## O seu objetivo
Prossiga o artigo de opinião sobre o confisco da fortuna de Taksin Shinawatra a partir da última frase apresentada.

## Texto fornecido
^^^^^^^^

Opinião
O confisco
O Supremo Tribunal da Tailândia confiscou mais de metade da fortuna do ex-primeiro-ministro Taksin Shinawatra num dos mais controversos processos judiciais na história recente da monarquia do Sião. Os juízes ordenaram na passada...
O Supremo Tribunal da Tailândia confiscou mais de metade da fortuna do ex-primeiro-ministro Taksin Shinawatra num dos mais controversos processos judiciais na história recente da monarquia do Sião.
Os juízes ordenaram na passada sexta-feira o confisco de 46.370 milhões de bath (1.026 milhões de euros) do total de 76.600 milhões de bath (1.700 milhões de euros) em depósitos bancários congelados pelas autoridades em Junho de 2007.
Por 8 votos a favor e 1 contra, o Tribunal deu como provado que o antigo chefe do governo abusou do poder durante os seus dois mandatos entre Fevereiro de 2001 e Setembro de 2006, em prejuízo do estado para beneficiar a sua empresa de telecomunicações Shin Corp.
Com apenas dois votos contra, os juízes aprovaram o confisco de activos bancários da família Shinawatra resultantes da venda da sua participação na Shin Corp. à empresa pública de Singapura Temasek Holdings Pte. em Janeiro de 2006.

^^^^^^^^

## Registos em bruto
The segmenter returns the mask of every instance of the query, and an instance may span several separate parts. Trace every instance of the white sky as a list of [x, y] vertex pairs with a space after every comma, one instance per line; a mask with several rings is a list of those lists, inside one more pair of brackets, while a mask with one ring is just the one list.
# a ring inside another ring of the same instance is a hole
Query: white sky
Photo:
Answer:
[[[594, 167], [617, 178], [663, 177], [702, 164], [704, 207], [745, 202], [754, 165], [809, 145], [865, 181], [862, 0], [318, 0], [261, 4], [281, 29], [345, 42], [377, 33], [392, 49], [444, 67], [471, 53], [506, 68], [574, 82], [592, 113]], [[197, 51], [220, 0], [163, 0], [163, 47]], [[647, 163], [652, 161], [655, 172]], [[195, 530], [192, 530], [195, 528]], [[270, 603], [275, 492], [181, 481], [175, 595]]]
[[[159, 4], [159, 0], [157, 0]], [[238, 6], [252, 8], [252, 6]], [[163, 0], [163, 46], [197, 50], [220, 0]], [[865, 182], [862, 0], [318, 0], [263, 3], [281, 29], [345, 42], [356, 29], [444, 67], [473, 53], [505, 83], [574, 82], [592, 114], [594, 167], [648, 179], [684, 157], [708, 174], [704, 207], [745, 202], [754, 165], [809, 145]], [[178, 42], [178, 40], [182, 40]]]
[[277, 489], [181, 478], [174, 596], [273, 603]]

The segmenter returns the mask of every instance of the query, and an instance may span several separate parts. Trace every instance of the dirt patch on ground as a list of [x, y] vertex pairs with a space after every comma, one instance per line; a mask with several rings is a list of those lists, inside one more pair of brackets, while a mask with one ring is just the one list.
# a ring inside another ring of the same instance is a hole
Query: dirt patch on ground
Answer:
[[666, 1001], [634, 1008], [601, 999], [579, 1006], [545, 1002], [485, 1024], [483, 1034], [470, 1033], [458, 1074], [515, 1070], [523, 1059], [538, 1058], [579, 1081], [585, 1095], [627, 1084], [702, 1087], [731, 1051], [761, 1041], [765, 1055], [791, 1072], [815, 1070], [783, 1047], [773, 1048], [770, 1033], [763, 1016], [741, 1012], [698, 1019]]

^^^^^^^^

## Resposta ao exercício
Taksin, a sua ex-mulher e os filhos terão dificuldade em recuperar o remanescente da fortuna familiar, que poderá continuar congelado, pois enfrentam ainda outros processos, designadamente por evasão fiscal.
O ex-primeiro-ministro, que foi condenado depois de fugir para Londres a dois anos de prisão em Outubro de 2008 por conflito de interesses numa transacção imobiliária realizada pela sua mulher em 2003, só poderá requerer um novo julgamento se apresentar factos relevantes inéditos que levem o Tribunal a aceitar reabrir o caso.
A legitimação de um golpe
Excluída tal eventualidade o maior confisco jamais feito a um político tailandês serviu para legitimar o golpe militar que derrubou Taksin e confirmou a crescente intervenção do poder judicial na sequência de um apelo do rei Bhumibol Adulyadej em Abril de 2006 para os juízes dos tribunais administrativos e superiores despacharem com celeridade processos em julgamento de forma a ultrapassar o impasse político provocado pelas manifestações públicas contra o então primeiro-ministro.
A corrupção que mina a política tailandesa em todos os azimutes é, em regra, aceite, na medida em que não prejudique directamente terceiros e caso os detentores de cargos públicos consigam fazer prevalecer uma imagem de dedicação ao bem comum.
A condenação de Taksin visa precisamente pôr em causa a imagem de benfeitor atribuída ao antigo primeiro-ministro pelos seus apoiantes, sobretudo nas regiões mais pobres do Nordeste da Tailândia e entre os sectores rurais, que empregam quase metade da mão-de-obra.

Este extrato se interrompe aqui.